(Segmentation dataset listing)
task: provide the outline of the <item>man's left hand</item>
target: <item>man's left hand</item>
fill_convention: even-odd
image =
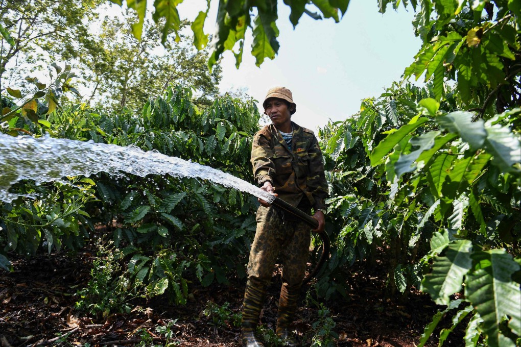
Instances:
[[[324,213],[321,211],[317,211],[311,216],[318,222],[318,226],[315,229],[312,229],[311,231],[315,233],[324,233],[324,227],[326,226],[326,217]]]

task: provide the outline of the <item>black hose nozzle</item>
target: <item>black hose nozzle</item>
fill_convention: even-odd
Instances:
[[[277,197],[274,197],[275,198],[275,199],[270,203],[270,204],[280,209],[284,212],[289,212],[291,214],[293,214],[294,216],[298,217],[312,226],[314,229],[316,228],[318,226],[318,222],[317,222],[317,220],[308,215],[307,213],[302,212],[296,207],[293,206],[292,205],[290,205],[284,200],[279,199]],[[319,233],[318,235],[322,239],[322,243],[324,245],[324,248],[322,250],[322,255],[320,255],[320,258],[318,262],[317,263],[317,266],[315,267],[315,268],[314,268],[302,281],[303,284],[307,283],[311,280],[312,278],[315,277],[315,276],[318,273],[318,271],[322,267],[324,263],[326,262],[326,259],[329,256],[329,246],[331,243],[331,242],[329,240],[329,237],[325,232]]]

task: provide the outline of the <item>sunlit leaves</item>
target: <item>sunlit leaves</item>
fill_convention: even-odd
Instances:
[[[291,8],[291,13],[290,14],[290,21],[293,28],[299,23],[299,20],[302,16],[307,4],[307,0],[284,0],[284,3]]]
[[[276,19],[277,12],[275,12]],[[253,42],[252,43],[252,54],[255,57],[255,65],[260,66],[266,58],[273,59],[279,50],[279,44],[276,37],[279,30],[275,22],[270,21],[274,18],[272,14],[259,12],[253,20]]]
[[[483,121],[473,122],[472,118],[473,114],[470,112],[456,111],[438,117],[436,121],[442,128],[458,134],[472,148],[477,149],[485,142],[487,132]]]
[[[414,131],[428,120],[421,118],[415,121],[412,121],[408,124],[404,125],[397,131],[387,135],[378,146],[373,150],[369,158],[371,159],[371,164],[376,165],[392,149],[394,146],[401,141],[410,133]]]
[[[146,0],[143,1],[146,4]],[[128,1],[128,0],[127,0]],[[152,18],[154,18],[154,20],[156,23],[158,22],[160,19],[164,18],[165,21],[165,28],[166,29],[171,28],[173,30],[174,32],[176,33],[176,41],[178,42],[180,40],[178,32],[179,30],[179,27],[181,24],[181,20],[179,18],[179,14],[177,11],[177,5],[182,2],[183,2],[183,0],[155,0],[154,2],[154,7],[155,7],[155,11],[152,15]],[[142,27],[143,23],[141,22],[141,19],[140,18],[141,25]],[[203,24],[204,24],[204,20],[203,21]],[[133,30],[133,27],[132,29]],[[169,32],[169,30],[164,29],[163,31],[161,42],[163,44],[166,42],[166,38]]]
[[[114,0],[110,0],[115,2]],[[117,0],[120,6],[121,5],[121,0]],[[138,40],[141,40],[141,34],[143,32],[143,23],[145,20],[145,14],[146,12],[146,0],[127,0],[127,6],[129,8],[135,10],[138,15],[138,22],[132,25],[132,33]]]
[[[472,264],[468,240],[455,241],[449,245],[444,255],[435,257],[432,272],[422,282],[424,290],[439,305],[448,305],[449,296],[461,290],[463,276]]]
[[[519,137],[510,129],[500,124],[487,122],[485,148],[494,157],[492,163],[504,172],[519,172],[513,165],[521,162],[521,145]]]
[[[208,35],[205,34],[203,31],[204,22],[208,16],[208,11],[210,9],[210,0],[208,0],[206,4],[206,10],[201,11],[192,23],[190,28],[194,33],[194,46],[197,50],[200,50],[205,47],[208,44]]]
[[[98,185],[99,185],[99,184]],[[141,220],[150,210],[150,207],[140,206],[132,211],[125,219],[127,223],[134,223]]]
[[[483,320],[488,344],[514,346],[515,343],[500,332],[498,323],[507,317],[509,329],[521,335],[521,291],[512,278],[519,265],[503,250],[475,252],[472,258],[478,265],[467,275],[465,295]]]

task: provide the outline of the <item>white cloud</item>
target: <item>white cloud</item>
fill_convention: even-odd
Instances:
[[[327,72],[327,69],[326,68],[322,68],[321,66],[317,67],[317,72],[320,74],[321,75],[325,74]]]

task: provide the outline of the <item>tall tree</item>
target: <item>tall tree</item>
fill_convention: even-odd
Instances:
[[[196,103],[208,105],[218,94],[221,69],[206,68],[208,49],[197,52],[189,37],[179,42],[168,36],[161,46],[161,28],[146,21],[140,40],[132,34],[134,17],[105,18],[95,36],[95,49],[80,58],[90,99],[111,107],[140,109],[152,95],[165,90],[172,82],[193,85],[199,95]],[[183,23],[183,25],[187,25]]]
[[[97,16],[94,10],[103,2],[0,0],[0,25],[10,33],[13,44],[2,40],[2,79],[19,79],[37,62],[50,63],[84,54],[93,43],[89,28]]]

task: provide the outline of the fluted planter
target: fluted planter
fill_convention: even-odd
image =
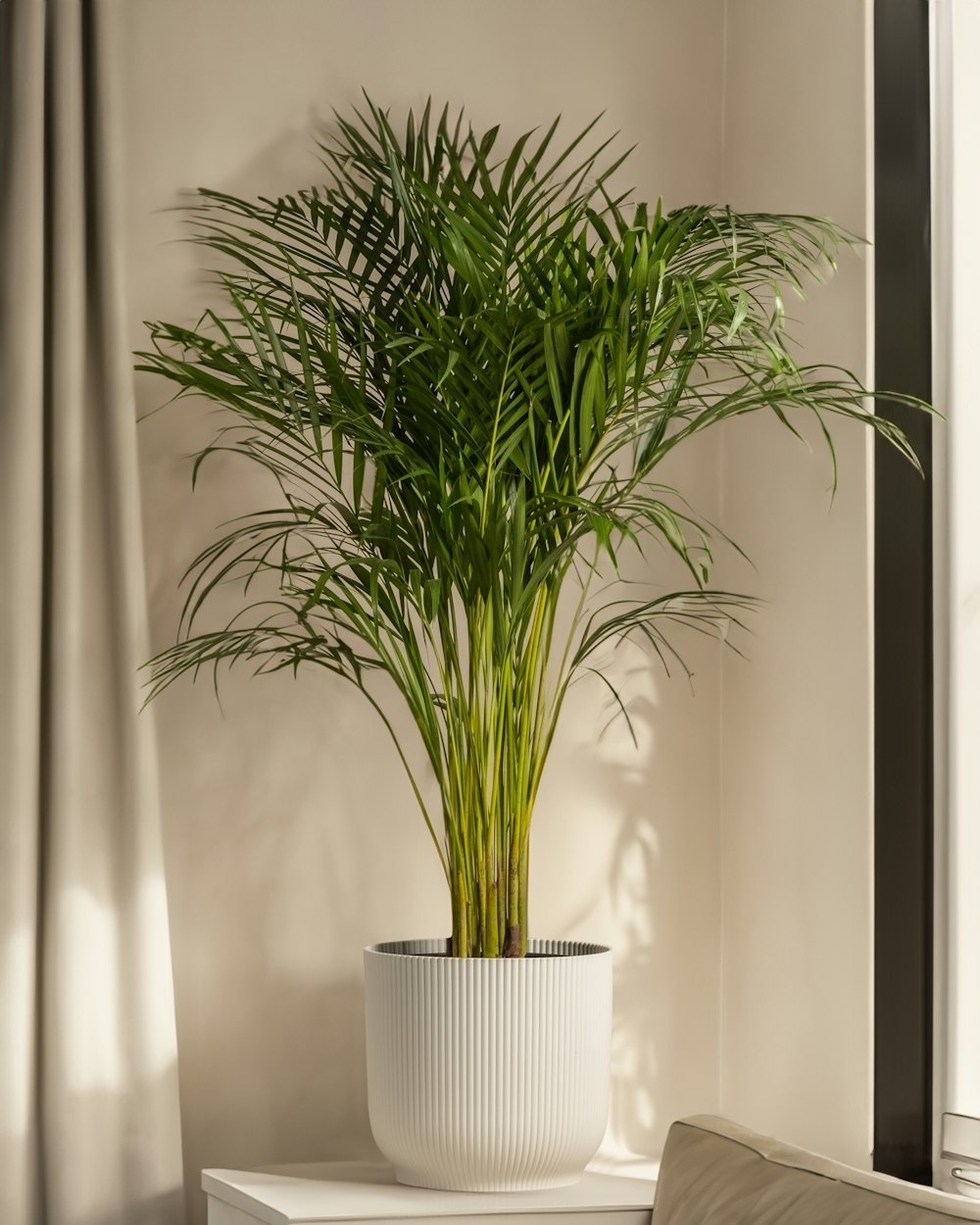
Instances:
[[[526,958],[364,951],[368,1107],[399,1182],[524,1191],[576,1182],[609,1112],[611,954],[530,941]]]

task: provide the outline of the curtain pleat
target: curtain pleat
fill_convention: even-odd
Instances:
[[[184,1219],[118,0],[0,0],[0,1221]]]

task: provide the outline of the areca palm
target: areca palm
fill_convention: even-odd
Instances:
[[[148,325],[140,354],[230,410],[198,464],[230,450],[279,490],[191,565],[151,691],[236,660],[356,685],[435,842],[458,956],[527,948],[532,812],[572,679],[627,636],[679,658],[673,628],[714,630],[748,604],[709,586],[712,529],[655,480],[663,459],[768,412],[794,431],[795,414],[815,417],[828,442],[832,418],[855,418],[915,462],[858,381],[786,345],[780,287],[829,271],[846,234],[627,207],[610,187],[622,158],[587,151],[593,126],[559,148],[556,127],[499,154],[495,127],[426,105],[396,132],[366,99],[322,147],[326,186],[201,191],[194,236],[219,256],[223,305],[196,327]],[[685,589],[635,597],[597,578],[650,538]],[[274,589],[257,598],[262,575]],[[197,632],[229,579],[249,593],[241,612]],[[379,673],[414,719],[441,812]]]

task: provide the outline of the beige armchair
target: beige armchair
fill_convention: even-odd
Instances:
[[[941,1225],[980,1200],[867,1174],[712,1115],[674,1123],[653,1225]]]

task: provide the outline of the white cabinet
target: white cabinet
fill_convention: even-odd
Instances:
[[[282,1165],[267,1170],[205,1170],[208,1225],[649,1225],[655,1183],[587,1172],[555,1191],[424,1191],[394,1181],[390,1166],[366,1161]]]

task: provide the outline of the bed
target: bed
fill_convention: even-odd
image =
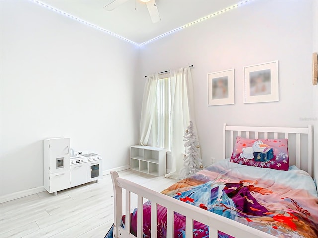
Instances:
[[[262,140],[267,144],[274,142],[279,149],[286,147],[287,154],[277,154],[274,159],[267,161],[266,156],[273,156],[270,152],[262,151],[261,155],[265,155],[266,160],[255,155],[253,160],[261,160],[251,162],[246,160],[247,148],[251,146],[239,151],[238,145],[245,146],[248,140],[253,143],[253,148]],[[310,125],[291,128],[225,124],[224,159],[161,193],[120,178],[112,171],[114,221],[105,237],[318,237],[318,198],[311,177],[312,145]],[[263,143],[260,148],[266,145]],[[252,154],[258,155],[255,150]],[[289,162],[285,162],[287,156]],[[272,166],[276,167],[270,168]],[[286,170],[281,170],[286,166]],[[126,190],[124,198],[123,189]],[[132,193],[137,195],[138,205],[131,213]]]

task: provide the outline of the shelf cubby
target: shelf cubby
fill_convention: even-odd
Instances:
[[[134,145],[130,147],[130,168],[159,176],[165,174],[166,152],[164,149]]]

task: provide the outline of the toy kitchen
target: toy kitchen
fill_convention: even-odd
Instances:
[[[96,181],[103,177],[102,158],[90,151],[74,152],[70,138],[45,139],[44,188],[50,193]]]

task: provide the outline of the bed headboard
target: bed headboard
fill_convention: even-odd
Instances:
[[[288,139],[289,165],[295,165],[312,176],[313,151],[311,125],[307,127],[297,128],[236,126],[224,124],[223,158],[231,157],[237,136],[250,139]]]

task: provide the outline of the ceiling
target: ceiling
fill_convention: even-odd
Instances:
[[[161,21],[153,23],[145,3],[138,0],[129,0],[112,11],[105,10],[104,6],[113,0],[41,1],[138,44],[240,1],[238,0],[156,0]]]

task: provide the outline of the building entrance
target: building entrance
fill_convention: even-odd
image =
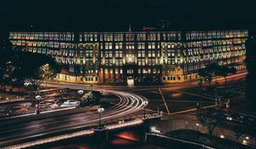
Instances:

- WHAT IS NEEDED
Rename "ceiling" to "ceiling panel" in the stretch from the line with "task: provide the outline of the ceiling" through the end of the listing, keeping everything else unchanged. Omit the pictures from your answer.

- REPLY
task: provide the outline of the ceiling panel
target: ceiling panel
fill_convention: even-odd
Instances:
[[[161,21],[153,23],[145,3],[138,0],[129,0],[112,11],[105,10],[104,6],[113,0],[41,1],[138,44],[240,1],[238,0],[156,0]]]

task: provide the outline of the building entrance
target: building entrance
fill_convention: even-odd
image =
Instances:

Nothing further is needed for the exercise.